__BRIEF__:
Transcribe the records below. Leave every line exactly as written.

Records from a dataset
= = = = = = =

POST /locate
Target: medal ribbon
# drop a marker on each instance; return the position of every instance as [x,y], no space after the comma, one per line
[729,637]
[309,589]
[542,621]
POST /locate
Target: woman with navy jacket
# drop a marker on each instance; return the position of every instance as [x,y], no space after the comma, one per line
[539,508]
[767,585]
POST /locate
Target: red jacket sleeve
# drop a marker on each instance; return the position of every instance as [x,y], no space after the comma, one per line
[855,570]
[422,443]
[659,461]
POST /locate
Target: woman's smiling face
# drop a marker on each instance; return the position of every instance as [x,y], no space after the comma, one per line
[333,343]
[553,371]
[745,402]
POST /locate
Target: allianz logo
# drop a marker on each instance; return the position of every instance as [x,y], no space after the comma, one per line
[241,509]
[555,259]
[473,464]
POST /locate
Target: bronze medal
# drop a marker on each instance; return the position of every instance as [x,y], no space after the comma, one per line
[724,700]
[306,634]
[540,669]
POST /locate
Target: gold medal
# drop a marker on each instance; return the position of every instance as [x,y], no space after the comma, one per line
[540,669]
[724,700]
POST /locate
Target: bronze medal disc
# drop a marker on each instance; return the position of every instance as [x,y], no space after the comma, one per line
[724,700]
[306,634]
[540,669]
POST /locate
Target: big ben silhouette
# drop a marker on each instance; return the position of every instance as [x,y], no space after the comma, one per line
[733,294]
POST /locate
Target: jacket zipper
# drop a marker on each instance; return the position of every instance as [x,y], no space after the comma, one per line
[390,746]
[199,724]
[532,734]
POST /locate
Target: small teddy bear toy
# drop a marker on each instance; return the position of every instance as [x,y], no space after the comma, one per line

= = = = = = =

__EXERCISE SOLUTION__:
POST /locate
Target: medal ribbon
# drop a marker on each instance; return the position of every instance as [x,y], no space after the comma, one per line
[729,637]
[309,589]
[542,621]
POST /locate
Target: woman with navy jacket
# drop a marker on each instance; return the position of every instance as [x,y], no space after the comma, one per line
[539,508]
[767,585]
POST /locate
Target: red jacket sleeve
# drop a marker on each instance; return the position of every instance as [x,y], no space after the comma, one per line
[855,570]
[422,443]
[659,461]
POST /locate
Target: woman's smiling face
# drop a marker on each instance; return the position of every instance as [x,y], no space after the comma, one per line
[333,343]
[553,371]
[745,402]
POST /locate
Target: allianz logo
# drop a marker on each instance; return the position of every instance as [x,y], no space after the comma, one per line
[241,509]
[555,259]
[473,464]
POST /locate
Target: bronze medal
# drop a marker on each instance; return the position of every instance as [x,y], no space after the comma, one per line
[724,700]
[306,634]
[540,669]
POST /locate
Target: gold medal
# drop a marker on each instance; return the position of every instance as [x,y], no space after the comma, one per line
[540,669]
[724,700]
POST /locate
Target: bronze medal disc
# drop a marker on each instance; return the position of every instance as [x,y], no space after the comma, one per line
[724,700]
[306,634]
[540,669]
POST /locate
Target: big ben silhouette
# drop a marker on each instance; return the position of every instance as [x,y], no space after the comma, one per line
[733,294]
POST /locate
Target: jacket zipper
# drop a marker on each instance; return the position of every instance as [x,y], no space after the comma, one per line
[390,746]
[199,724]
[532,734]
POST /locate
Target: small teddy bear toy
# drop a marker on each instance; return the position of every instance as [x,y], no space after the comma, one per line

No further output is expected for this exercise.